TEXTAUSZUG:
#####

Die eigene analoge Fotovergangenheit

Frühjahrsinventur nenne ich es, wenn an einem Wochenende sämtliche Schränke durchforstet werden. Seit ich in einem großen Haus lebe, ist mir dies ein besonderes Anliegen. Das haben wir nämlich mit einer Vielzahl von Einbauschränken gekauft. Und auf magische Weise dehnt sich der eigene Besitzstand aus wie Hefeteig – so lange, bis auch der letzte Wandschrank gefüllt ist.
In einigen Oberschränken liegt quasi meine Vergangenheit in erschütterndem Zustand: Fotos über Fotos. Es sind stapelweise beschriftete Agfa- und Ilfordkartons mit Prints aus dem eigenen Labor. Natürlich lagern sie in den Papierkartons nicht archivfest. Das macht jedoch nichts, denn ich gucke sie ohnehin nicht an. Und niemand wird sich je dafür interessieren.

#####

GESPEICHERTE EINTRÄGE:

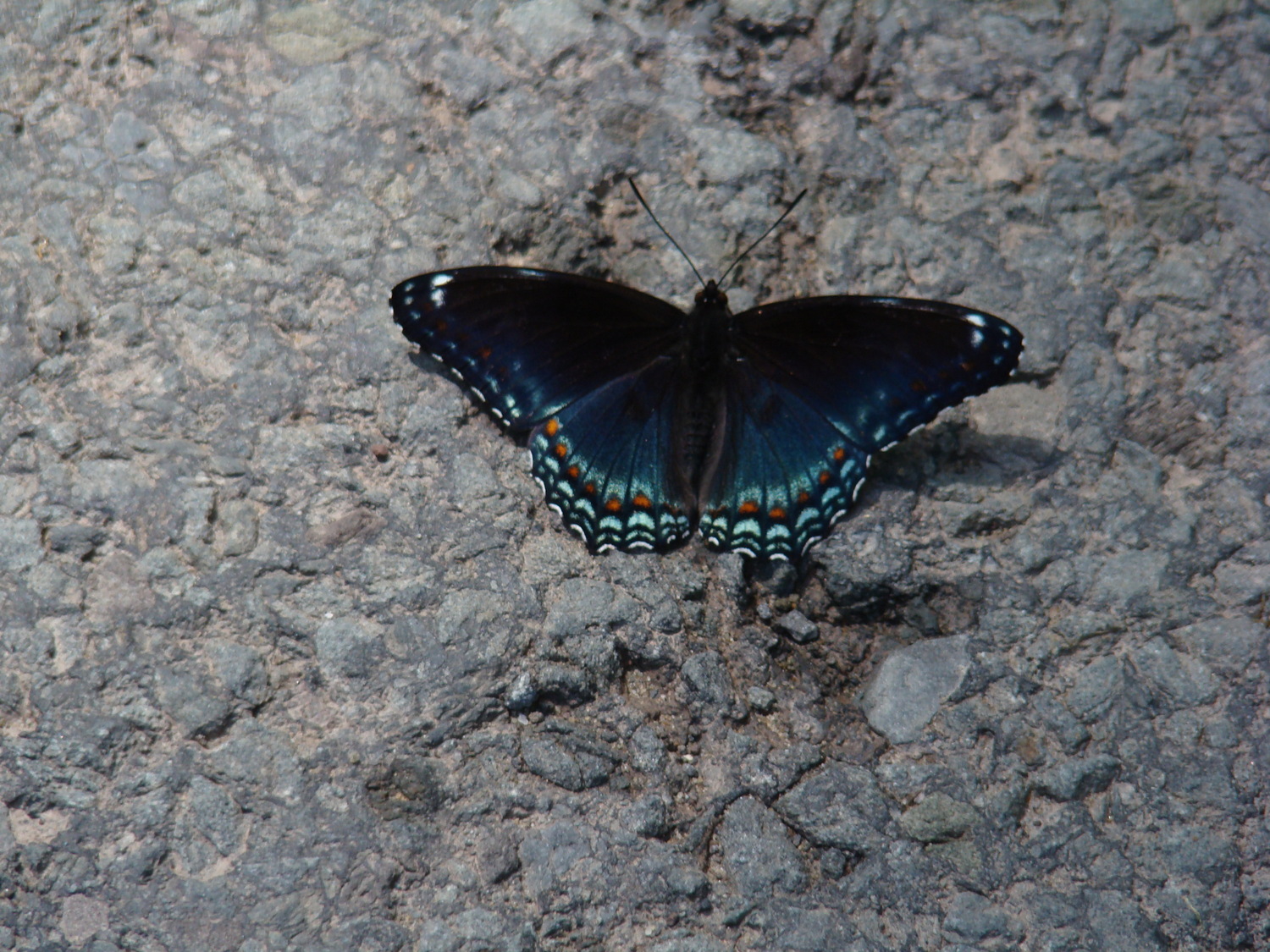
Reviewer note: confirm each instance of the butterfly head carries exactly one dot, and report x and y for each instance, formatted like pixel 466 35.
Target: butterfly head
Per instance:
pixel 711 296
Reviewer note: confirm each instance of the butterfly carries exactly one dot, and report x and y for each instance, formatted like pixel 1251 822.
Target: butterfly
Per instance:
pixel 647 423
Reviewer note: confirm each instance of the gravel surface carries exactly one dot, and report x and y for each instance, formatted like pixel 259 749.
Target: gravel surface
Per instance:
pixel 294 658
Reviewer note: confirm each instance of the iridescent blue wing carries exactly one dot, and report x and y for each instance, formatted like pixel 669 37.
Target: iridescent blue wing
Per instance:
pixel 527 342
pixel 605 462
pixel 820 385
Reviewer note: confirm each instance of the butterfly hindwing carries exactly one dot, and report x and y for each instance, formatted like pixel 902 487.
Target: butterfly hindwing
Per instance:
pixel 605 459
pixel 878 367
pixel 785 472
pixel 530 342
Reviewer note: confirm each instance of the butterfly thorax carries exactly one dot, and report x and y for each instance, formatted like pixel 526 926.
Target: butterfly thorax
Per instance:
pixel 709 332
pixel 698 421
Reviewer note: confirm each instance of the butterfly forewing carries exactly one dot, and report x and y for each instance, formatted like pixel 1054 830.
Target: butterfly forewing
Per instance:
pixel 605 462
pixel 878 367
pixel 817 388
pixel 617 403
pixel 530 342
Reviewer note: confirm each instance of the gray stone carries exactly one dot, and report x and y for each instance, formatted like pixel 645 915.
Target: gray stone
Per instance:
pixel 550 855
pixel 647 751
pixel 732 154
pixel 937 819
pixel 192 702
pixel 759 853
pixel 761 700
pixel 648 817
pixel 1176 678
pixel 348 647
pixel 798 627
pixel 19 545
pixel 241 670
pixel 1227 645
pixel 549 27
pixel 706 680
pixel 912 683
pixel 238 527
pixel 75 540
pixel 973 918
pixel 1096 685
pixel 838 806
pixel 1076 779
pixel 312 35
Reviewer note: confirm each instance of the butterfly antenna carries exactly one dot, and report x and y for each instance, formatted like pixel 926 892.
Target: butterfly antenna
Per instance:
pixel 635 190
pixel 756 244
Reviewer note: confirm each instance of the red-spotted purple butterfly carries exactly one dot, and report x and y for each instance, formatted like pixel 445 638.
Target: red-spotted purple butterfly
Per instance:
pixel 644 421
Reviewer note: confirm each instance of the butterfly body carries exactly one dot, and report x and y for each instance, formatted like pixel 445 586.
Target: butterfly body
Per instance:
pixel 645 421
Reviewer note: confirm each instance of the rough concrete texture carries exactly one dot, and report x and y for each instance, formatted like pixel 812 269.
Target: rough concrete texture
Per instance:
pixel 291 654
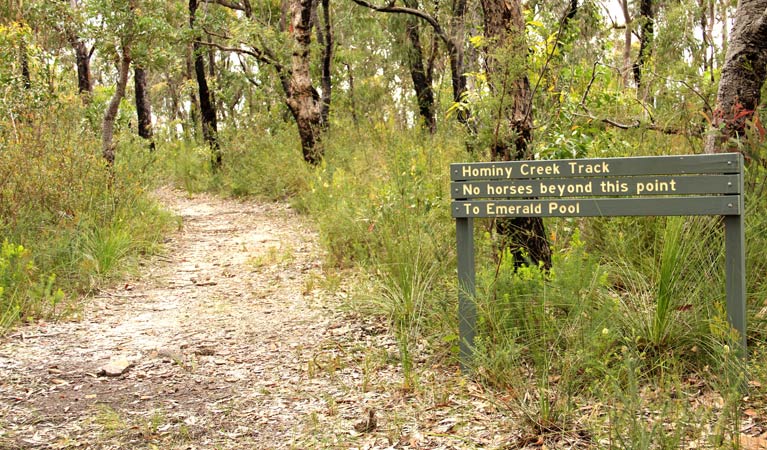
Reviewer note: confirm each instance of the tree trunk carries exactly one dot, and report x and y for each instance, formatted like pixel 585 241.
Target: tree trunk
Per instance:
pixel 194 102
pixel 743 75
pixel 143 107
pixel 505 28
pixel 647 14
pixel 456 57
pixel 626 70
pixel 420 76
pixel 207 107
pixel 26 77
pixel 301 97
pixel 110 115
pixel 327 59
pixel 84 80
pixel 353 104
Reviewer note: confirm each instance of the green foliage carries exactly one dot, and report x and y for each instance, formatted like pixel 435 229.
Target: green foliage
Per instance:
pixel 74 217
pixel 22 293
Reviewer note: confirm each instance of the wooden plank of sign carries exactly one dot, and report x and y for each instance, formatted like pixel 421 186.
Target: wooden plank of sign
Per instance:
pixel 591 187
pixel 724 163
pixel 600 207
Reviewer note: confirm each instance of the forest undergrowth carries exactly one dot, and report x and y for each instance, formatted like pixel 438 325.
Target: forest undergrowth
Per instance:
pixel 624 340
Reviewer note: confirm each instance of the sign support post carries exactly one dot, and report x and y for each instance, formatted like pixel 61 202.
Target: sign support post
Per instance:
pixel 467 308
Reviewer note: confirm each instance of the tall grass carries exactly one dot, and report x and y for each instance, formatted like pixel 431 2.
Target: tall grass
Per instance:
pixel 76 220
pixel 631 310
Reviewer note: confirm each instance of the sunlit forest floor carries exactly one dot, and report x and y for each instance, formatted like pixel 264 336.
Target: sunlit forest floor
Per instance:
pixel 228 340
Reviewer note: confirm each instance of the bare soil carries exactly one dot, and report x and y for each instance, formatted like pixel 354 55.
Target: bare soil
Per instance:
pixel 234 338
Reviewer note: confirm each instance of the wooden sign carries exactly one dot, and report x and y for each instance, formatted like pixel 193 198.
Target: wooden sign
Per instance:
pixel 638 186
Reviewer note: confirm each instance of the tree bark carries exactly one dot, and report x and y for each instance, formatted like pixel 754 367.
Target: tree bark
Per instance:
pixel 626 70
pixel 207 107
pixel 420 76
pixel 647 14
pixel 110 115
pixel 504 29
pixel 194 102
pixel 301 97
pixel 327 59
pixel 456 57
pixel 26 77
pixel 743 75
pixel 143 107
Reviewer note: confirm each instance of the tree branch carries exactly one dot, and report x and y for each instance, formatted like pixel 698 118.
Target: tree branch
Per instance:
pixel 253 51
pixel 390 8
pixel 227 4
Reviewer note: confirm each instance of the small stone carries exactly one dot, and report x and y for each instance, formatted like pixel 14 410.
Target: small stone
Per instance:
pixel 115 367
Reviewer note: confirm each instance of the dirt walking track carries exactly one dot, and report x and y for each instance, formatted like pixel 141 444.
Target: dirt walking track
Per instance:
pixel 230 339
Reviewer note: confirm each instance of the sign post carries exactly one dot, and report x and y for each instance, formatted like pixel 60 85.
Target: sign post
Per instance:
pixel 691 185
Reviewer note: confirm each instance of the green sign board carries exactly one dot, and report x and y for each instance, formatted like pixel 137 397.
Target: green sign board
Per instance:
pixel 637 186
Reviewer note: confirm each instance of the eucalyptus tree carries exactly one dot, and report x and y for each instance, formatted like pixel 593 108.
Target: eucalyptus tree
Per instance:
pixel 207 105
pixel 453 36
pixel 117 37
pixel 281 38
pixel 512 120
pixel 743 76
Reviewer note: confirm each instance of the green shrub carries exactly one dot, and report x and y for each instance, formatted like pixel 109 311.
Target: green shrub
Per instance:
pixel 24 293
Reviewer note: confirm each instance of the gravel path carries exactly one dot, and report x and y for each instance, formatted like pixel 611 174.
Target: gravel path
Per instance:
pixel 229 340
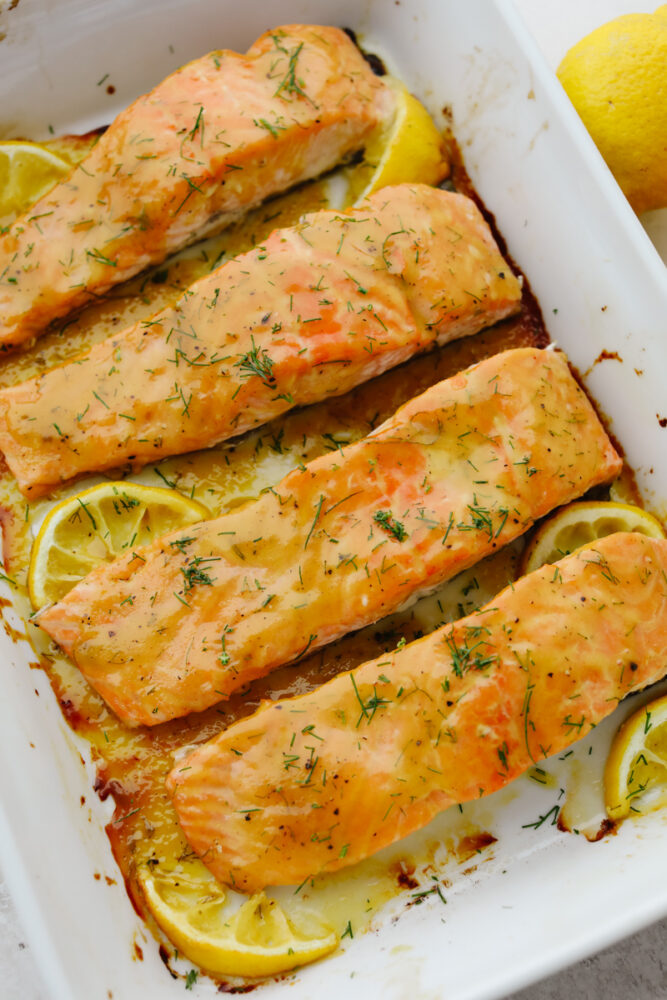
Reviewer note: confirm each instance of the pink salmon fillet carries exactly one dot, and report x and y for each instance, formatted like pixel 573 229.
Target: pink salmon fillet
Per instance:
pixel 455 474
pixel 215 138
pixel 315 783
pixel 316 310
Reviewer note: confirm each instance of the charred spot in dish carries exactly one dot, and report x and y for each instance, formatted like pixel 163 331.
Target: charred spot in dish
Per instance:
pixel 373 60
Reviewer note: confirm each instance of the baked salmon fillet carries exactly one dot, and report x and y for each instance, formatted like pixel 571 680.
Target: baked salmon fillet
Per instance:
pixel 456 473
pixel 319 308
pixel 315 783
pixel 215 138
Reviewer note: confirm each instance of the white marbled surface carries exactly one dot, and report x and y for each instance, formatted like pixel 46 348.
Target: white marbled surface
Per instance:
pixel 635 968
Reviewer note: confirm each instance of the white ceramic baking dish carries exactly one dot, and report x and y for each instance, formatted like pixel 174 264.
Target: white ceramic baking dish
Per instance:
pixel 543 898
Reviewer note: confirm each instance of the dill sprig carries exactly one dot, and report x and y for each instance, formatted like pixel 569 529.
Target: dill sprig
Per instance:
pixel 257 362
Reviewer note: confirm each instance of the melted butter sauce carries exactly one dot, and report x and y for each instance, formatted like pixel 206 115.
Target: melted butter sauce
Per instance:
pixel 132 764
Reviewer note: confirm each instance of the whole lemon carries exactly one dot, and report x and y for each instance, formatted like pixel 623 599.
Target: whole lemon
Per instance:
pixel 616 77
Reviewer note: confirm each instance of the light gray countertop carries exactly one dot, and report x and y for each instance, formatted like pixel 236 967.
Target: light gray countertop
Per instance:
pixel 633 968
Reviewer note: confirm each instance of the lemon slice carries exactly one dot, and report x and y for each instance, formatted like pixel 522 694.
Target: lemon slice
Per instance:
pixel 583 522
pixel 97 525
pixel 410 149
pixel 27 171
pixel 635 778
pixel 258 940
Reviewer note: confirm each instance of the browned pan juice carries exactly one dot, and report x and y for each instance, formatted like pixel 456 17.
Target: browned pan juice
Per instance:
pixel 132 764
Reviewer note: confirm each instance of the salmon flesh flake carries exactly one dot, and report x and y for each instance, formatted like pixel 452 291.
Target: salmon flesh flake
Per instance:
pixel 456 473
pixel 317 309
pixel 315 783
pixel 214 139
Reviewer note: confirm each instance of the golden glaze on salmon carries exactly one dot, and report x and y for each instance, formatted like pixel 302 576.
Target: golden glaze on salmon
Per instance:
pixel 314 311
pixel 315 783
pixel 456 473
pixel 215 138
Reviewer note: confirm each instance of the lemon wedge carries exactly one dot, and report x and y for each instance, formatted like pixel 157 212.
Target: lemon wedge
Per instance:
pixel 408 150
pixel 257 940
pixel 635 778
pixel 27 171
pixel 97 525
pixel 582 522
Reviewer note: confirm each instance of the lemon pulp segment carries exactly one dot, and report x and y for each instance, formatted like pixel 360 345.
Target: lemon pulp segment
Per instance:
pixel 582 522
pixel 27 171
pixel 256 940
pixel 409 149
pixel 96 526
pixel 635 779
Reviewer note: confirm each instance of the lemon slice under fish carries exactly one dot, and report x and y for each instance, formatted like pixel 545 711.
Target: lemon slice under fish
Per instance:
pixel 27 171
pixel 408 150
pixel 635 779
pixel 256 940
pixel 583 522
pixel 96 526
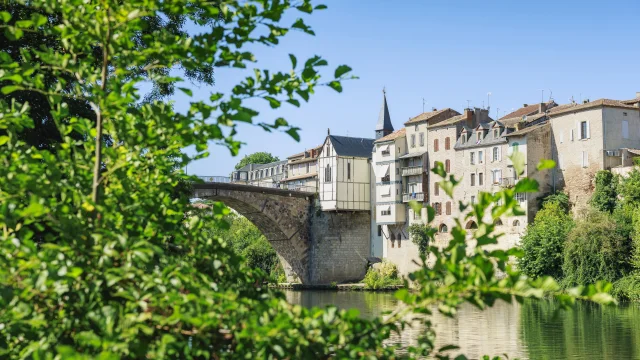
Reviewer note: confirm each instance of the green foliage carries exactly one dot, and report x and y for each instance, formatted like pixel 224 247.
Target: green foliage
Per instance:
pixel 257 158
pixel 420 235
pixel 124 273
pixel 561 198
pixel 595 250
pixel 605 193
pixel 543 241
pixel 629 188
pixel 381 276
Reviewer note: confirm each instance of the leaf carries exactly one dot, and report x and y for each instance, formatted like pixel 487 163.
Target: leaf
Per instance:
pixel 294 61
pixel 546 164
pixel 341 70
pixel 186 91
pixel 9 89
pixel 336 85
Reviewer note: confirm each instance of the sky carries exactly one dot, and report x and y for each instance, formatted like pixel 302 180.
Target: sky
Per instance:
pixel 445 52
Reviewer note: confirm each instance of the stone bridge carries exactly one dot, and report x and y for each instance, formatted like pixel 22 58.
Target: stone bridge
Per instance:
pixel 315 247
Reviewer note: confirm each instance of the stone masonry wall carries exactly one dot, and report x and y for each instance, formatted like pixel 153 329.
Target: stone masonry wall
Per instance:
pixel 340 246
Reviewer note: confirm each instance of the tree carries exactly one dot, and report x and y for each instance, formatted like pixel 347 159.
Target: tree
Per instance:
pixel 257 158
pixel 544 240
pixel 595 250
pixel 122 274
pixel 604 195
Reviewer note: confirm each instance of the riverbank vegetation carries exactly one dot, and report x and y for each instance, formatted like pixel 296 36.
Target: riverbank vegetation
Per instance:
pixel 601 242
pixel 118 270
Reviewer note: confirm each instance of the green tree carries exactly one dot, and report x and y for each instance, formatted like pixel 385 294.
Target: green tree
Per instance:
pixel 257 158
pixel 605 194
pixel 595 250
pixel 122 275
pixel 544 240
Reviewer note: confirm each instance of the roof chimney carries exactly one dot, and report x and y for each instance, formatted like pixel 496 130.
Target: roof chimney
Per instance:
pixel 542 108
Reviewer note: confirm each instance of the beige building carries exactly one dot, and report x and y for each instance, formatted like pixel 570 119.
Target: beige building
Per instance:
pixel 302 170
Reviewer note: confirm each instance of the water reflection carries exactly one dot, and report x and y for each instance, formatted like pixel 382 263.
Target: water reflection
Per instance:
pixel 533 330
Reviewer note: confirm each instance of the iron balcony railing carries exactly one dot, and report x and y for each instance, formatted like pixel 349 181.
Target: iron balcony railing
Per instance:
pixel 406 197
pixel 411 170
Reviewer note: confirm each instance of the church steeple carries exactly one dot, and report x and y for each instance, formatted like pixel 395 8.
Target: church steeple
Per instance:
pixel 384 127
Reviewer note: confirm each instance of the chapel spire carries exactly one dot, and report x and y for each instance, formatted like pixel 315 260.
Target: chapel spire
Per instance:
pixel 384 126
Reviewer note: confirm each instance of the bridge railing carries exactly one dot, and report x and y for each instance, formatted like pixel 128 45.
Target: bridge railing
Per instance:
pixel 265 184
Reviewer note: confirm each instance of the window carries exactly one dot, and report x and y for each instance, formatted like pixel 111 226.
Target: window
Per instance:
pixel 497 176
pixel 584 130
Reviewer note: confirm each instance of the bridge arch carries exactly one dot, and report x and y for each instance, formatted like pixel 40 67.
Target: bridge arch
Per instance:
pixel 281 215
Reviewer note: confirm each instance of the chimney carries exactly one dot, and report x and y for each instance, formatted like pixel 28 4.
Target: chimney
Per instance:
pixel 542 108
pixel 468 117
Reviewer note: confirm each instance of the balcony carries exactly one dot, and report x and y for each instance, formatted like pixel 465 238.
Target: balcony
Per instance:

#####

Gib die Stelle aus dem Textauszug wortgetreu wieder, beginnend bei „Die eigene analoge“ und endend bei „je dafür interessieren.“. Die Einträge sind eigenständiges Material und gehören nicht zum Textauszug.

ANTWORT ZUR AUFGABE:
Die eigene analoge Fotovergangenheit

Frühjahrsinventur nenne ich es, wenn an einem Wochenende sämtliche Schränke durchforstet werden. Seit ich in einem großen Haus lebe, ist mir dies ein besonderes Anliegen. Das haben wir nämlich mit einer Vielzahl von Einbauschränken gekauft. Und auf magische Weise dehnt sich der eigene Besitzstand aus wie Hefeteig – so lange, bis auch der letzte Wandschrank gefüllt ist.
In einigen Oberschränken liegt quasi meine Vergangenheit in erschütterndem Zustand: Fotos über Fotos. Es sind stapelweise beschriftete Agfa- und Ilfordkartons mit Prints aus dem eigenen Labor. Natürlich lagern sie in den Papierkartons nicht archivfest. Das macht jedoch nichts, denn ich gucke sie ohnehin nicht an. Und niemand wird sich je dafür interessieren.